AVAILABLE DATA
Content starts

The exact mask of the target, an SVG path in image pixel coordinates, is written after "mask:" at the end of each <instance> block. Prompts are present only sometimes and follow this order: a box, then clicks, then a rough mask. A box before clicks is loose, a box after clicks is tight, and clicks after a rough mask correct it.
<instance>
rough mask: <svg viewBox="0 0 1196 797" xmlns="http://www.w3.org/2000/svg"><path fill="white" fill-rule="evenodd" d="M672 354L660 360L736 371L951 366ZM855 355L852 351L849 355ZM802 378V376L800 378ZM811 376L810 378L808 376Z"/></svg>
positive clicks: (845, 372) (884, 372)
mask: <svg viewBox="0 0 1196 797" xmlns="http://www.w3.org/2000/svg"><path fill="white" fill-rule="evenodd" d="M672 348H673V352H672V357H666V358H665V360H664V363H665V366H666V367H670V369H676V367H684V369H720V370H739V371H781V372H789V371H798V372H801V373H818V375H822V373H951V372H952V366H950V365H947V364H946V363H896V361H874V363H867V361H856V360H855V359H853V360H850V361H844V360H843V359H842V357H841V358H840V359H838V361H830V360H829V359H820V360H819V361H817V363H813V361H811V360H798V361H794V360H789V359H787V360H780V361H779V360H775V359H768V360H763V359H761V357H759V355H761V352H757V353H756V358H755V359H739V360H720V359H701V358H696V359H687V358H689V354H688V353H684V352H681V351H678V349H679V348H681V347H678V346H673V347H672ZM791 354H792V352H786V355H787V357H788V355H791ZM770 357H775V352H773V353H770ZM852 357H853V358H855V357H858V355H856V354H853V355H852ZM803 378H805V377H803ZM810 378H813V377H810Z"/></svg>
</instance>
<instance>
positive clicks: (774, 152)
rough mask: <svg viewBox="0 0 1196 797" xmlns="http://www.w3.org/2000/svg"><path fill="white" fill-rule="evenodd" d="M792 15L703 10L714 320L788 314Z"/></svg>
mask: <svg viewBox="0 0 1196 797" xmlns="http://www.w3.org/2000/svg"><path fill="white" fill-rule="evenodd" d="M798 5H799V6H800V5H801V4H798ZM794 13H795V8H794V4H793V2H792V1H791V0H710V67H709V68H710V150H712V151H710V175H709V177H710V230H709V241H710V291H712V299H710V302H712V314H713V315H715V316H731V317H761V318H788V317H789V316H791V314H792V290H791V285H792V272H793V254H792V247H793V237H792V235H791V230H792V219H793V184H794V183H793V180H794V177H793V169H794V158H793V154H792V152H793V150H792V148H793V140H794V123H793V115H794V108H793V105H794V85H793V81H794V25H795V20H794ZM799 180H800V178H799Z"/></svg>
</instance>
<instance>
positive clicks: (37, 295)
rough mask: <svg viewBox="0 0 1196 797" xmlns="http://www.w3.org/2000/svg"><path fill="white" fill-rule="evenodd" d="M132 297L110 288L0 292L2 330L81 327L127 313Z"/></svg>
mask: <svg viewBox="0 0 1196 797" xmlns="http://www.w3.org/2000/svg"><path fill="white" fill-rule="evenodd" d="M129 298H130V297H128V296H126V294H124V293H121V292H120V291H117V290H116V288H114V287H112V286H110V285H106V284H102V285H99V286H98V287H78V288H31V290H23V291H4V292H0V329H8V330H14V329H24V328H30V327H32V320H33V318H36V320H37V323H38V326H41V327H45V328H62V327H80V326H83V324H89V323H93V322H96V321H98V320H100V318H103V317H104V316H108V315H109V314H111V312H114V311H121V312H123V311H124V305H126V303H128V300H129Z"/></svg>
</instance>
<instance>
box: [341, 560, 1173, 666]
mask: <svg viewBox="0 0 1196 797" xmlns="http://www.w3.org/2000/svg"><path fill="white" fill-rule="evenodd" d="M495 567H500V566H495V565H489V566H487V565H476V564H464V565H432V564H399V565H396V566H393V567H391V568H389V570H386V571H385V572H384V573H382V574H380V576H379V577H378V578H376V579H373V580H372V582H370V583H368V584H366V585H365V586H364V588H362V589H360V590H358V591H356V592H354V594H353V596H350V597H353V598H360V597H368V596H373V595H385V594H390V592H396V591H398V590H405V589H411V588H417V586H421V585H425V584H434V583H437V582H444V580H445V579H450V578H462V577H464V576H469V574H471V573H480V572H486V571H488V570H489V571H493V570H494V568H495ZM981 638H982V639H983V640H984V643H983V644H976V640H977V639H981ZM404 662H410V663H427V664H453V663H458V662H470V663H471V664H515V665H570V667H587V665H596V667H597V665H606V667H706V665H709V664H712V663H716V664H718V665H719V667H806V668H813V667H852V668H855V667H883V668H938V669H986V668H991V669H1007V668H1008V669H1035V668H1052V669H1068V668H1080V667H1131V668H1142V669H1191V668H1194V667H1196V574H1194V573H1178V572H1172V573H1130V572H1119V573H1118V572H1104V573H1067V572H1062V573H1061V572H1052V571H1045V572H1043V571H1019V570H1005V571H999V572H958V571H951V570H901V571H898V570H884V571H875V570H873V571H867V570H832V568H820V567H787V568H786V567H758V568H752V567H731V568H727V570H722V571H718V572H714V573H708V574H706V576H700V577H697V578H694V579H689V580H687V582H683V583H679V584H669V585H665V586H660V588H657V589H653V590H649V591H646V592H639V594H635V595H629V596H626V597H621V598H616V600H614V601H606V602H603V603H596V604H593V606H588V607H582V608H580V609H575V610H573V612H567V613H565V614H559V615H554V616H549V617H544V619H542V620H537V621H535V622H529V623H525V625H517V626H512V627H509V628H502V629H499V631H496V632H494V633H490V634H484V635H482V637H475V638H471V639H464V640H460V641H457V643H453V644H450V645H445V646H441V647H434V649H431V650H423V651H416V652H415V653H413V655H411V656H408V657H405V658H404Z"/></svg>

Content ends

WORK INSTRUCTIONS
Nothing in the entries above should differ when you return them in full.

PROBLEM SOLUTION
The exact mask of the target, an SVG path in image pixel coordinates, is written after "mask:" at the end of each <instance> block. Prompts are present only sometimes and follow this order: a box, then clicks, then a rough mask. A box before clicks is loose, a box after clicks is tight, and clicks after a rough mask correct it.
<instance>
rough mask: <svg viewBox="0 0 1196 797" xmlns="http://www.w3.org/2000/svg"><path fill="white" fill-rule="evenodd" d="M672 354L660 360L736 371L951 366ZM855 355L852 351L849 355ZM802 378V376L800 378ZM811 376L810 378L808 376Z"/></svg>
positive clicks: (845, 372) (884, 372)
mask: <svg viewBox="0 0 1196 797" xmlns="http://www.w3.org/2000/svg"><path fill="white" fill-rule="evenodd" d="M672 348H673V352H672V357H666V358H665V360H664V363H665V366H666V367H670V369H676V367H684V369H720V370H739V371H781V372H789V371H798V372H801V373H818V375H822V373H951V372H952V366H950V365H947V364H946V363H896V361H874V363H867V361H856V360H855V359H853V360H850V361H844V360H843V359H842V357H841V358H840V359H838V361H830V360H829V359H820V360H819V361H817V363H813V361H811V360H798V361H794V360H789V359H787V360H780V361H779V360H775V359H768V360H763V359H761V357H759V355H761V352H757V353H756V358H755V359H739V360H720V359H701V358H696V359H687V358H689V354H688V353H684V352H681V351H678V349H679V348H681V347H678V346H673V347H672ZM791 354H792V352H786V355H787V357H788V355H791ZM770 357H775V352H773V353H770ZM852 357H853V358H855V357H858V355H856V354H853V355H852ZM803 378H805V377H803ZM810 378H813V377H810Z"/></svg>
</instance>
<instance>
positive clicks: (774, 152)
rough mask: <svg viewBox="0 0 1196 797" xmlns="http://www.w3.org/2000/svg"><path fill="white" fill-rule="evenodd" d="M792 15L703 10L714 320L788 314Z"/></svg>
mask: <svg viewBox="0 0 1196 797" xmlns="http://www.w3.org/2000/svg"><path fill="white" fill-rule="evenodd" d="M798 5H799V6H800V5H801V4H798ZM794 13H795V8H794V4H793V2H792V1H791V0H710V67H709V68H710V150H712V151H710V175H709V177H710V230H709V241H710V291H712V299H710V302H712V314H713V315H715V316H731V317H761V318H788V317H789V316H791V314H792V290H791V285H792V272H793V254H792V247H793V237H792V235H791V230H792V219H793V184H794V183H793V180H794V177H793V169H794V158H793V154H792V152H793V150H792V148H793V140H794V123H793V115H794V108H793V105H794V85H793V81H794V25H795V20H794ZM799 180H800V178H799Z"/></svg>
</instance>
<instance>
positive clicks: (37, 295)
rough mask: <svg viewBox="0 0 1196 797" xmlns="http://www.w3.org/2000/svg"><path fill="white" fill-rule="evenodd" d="M132 297L110 288L0 292L2 330L81 327L127 313Z"/></svg>
mask: <svg viewBox="0 0 1196 797" xmlns="http://www.w3.org/2000/svg"><path fill="white" fill-rule="evenodd" d="M129 298H130V297H128V296H126V294H124V293H121V292H120V291H117V290H116V288H114V287H112V286H110V285H106V284H102V285H99V286H98V287H78V288H31V290H23V291H4V292H0V329H8V330H14V329H24V328H30V327H32V320H33V318H36V320H37V323H38V326H41V327H45V328H62V327H80V326H83V324H89V323H93V322H96V321H98V320H100V318H103V317H104V316H108V315H109V314H111V312H114V311H121V312H123V311H124V305H126V303H128V300H129Z"/></svg>
</instance>
<instance>
box: [341, 560, 1173, 666]
mask: <svg viewBox="0 0 1196 797" xmlns="http://www.w3.org/2000/svg"><path fill="white" fill-rule="evenodd" d="M495 567H500V566H495V565H489V566H487V565H476V564H464V565H432V564H399V565H396V566H393V567H391V568H389V570H386V571H385V572H384V573H382V574H380V576H379V577H378V578H376V579H373V580H372V582H370V583H368V584H366V585H365V586H364V588H362V589H360V590H358V591H356V592H354V594H353V596H350V597H353V598H360V597H368V596H373V595H385V594H390V592H396V591H398V590H405V589H411V588H417V586H421V585H425V584H434V583H437V582H444V580H445V579H450V578H462V577H464V576H469V574H471V573H480V572H486V571H488V570H489V571H493V570H494V568H495ZM981 638H982V639H983V640H984V643H983V644H976V640H977V639H981ZM404 662H410V663H427V664H453V663H458V662H470V663H471V664H515V665H570V667H587V665H596V667H597V665H606V667H706V665H709V664H712V663H716V664H718V665H719V667H806V668H813V667H852V668H855V667H883V668H938V669H986V668H991V669H1007V668H1008V669H1035V668H1052V669H1068V668H1080V667H1131V668H1142V669H1191V668H1194V667H1196V574H1194V573H1178V572H1172V573H1130V572H1119V573H1118V572H1104V573H1067V572H1062V573H1061V572H1052V571H1045V572H1043V571H1019V570H1005V571H999V572H958V571H951V570H901V571H898V570H884V571H875V570H873V571H867V570H832V568H820V567H787V568H786V567H758V568H752V567H731V568H727V570H722V571H718V572H714V573H708V574H706V576H700V577H697V578H694V579H689V580H687V582H683V583H679V584H669V585H665V586H660V588H657V589H653V590H649V591H646V592H639V594H635V595H629V596H626V597H621V598H616V600H614V601H606V602H603V603H596V604H593V606H588V607H582V608H580V609H575V610H573V612H567V613H565V614H559V615H554V616H549V617H544V619H542V620H537V621H535V622H529V623H525V625H517V626H512V627H509V628H502V629H499V631H496V632H494V633H490V634H484V635H482V637H475V638H471V639H464V640H460V641H457V643H453V644H450V645H445V646H441V647H434V649H431V650H423V651H416V652H415V653H413V655H411V656H408V657H405V658H404Z"/></svg>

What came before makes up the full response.